Task objective: Copy the material below, replacing every occurrence of "a point for each instance" with "one point per instance" and leaving everything else unchanged.
>>
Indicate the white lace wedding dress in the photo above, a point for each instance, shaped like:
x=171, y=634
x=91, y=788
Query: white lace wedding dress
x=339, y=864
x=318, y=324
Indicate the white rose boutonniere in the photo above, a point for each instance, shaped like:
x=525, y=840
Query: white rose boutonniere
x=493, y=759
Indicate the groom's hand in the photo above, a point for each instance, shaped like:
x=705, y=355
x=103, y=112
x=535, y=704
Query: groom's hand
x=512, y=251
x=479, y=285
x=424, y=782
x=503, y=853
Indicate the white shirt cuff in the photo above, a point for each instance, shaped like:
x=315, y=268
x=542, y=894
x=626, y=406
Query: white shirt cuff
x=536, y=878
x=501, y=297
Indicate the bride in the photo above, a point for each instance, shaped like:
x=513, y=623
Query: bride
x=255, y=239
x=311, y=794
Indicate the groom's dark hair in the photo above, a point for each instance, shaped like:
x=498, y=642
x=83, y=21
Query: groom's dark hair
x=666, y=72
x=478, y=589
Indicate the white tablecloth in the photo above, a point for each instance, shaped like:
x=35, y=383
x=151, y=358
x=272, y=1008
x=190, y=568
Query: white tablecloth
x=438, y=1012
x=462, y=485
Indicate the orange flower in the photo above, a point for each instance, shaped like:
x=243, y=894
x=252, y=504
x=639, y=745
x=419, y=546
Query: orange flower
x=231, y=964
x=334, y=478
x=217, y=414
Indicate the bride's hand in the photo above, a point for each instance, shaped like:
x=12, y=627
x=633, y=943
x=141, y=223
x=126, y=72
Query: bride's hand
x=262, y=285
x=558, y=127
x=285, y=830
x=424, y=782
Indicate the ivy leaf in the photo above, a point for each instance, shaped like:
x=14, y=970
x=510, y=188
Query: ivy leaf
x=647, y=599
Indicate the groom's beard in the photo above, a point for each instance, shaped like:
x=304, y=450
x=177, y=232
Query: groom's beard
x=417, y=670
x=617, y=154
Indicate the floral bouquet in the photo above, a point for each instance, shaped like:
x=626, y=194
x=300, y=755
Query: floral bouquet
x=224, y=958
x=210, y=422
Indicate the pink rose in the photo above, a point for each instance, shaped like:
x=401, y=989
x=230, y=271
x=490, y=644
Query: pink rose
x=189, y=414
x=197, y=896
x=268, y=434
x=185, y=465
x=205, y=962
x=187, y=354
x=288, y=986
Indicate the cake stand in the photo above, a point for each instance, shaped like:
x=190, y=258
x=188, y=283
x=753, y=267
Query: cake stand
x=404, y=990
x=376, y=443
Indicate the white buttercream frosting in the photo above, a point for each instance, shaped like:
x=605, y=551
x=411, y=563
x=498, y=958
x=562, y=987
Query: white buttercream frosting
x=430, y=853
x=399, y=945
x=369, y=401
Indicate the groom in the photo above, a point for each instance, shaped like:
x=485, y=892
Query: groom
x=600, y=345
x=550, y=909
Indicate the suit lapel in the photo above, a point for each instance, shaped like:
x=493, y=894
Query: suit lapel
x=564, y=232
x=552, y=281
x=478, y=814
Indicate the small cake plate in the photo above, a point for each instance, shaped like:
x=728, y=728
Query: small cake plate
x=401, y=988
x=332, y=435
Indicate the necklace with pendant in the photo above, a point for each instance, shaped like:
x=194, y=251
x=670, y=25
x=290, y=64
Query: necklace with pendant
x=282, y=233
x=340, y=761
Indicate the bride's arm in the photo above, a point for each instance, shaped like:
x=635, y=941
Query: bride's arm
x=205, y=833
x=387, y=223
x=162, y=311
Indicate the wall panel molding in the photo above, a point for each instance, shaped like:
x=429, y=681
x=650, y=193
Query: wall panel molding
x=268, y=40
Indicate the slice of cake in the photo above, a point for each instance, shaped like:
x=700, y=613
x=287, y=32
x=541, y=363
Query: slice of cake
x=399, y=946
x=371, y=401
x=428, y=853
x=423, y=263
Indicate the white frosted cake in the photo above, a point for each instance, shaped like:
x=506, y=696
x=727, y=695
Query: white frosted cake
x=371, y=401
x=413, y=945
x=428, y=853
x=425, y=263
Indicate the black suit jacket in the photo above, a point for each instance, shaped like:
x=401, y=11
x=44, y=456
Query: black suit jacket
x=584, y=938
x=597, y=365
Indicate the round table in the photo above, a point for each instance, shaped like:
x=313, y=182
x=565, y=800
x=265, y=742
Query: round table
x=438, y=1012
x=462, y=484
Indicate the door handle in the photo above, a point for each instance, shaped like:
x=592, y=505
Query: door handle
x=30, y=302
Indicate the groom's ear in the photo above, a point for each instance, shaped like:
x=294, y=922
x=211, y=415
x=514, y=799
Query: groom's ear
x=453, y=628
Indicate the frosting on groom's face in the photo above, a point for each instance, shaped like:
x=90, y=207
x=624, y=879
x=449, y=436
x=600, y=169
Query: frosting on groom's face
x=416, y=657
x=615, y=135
<<
Completed task:
Indicate the white lace wedding dress in the photo above, one point per instance, shaped like:
x=171, y=634
x=91, y=788
Query: white lace wedding dress
x=339, y=864
x=318, y=324
Indicate the white rose boutonniere in the photo above, one point per instance, shaped like:
x=525, y=840
Query: white rose boutonniere
x=493, y=759
Indicate the groom's hand in the photo above, one point per instance, shaped like:
x=705, y=355
x=103, y=112
x=535, y=704
Query: groom's hand
x=512, y=251
x=479, y=285
x=424, y=782
x=503, y=853
Indicate the white shirt cuff in the photo above, one point per instance, shaped like:
x=315, y=268
x=542, y=894
x=626, y=406
Query: white shirt cuff
x=536, y=878
x=501, y=297
Indicate the bride in the photo above, one point per instance, shaped like:
x=513, y=623
Query: bride
x=255, y=239
x=311, y=794
Indicate the groom's dark hair in the photo above, one point per instance, shaped like:
x=498, y=642
x=83, y=21
Query: groom's dark hair
x=666, y=72
x=478, y=589
Indicate the white tablecloth in the photo above, one point per instance, shaped like:
x=35, y=383
x=151, y=358
x=272, y=1008
x=190, y=568
Query: white tablecloth
x=438, y=1012
x=462, y=485
Indicate the orange flower in the photo above, one point per instance, shaped like:
x=243, y=894
x=252, y=504
x=639, y=745
x=419, y=546
Query: orange flower
x=231, y=964
x=334, y=478
x=217, y=414
Indicate the bride's hand in the photo above, one point per instance, shaped like:
x=12, y=627
x=633, y=943
x=141, y=223
x=126, y=72
Query: bride's hand
x=262, y=285
x=558, y=127
x=285, y=830
x=424, y=782
Indicate the ivy leaf in the photo above, one point per instance, shaped like:
x=14, y=970
x=510, y=188
Query: ivy leaf
x=647, y=599
Indicate the groom's beard in the photo above, one point per instance, shaped like:
x=304, y=450
x=177, y=232
Query: groom's beard
x=417, y=670
x=617, y=154
Indicate the floral bouquet in the photo above, one point per instance, shaped like:
x=626, y=194
x=300, y=755
Query: floral bouquet
x=224, y=958
x=210, y=422
Indicate the pink rose in the photo above, one point per instance, shaped like:
x=401, y=989
x=230, y=271
x=490, y=644
Query: pink rose
x=189, y=414
x=197, y=896
x=268, y=434
x=185, y=465
x=205, y=962
x=187, y=354
x=288, y=986
Indicate the cake stand in the photo above, one point per instance, shaped like:
x=190, y=258
x=188, y=283
x=753, y=267
Query: cake stand
x=404, y=990
x=376, y=443
Indicate the white buttercream frosting in the photo above, one point per instance, shaped like:
x=605, y=551
x=411, y=563
x=498, y=958
x=562, y=987
Query: white buttercream frosting
x=430, y=853
x=399, y=945
x=369, y=401
Indicate the groom in the photo above, one point per instance, shaped like:
x=485, y=892
Query: groom
x=600, y=345
x=550, y=909
Indicate the suit lapel in the photo above, one point per instance, shaped like:
x=493, y=894
Query: suit lapel
x=564, y=232
x=552, y=281
x=478, y=814
Indicate the small cake plate in the photo above, one point per instance, shaped like:
x=728, y=728
Query: small cake plate
x=401, y=988
x=332, y=435
Indicate the necklace with pendant in the photo above, one point per instance, shaped like:
x=194, y=251
x=670, y=25
x=290, y=64
Query: necklace with pendant
x=282, y=233
x=340, y=761
Indicate the bride's arm in the photo above, one point per instance, shaped like:
x=635, y=941
Query: bride's arm
x=205, y=833
x=387, y=223
x=162, y=311
Indicate the wall panel molding in the photo above, one point per instance, shaped like:
x=429, y=681
x=650, y=193
Query: wall panel molding
x=268, y=40
Indicate the slice of cake in the photo above, one point per instance, shaped like:
x=700, y=613
x=287, y=32
x=541, y=363
Query: slice of cake
x=399, y=946
x=371, y=401
x=428, y=853
x=423, y=263
Indicate the white frosted cake in the photo above, one point per instance, shaped like:
x=506, y=696
x=727, y=695
Query: white frosted cake
x=371, y=401
x=413, y=945
x=428, y=853
x=425, y=263
Indicate the black suit jacket in the photo above, one point per instance, shaped like:
x=401, y=11
x=44, y=456
Query: black suit jacket
x=584, y=938
x=597, y=365
Indicate the round table in the photo above, one point per instance, shaped like:
x=313, y=182
x=565, y=800
x=265, y=742
Query: round table
x=438, y=1012
x=462, y=484
Indicate the door handle in the photo above, one point per instance, shaped like:
x=592, y=505
Query: door handle
x=30, y=302
Indicate the groom's ear in the photo above, one point per instance, shaped like:
x=294, y=922
x=211, y=415
x=514, y=799
Query: groom's ear
x=453, y=628
Indicate the frosting on groom's face in the photo above, one point per instance, shaped like:
x=90, y=207
x=624, y=879
x=449, y=436
x=600, y=169
Query: frosting on groom's face
x=416, y=657
x=615, y=135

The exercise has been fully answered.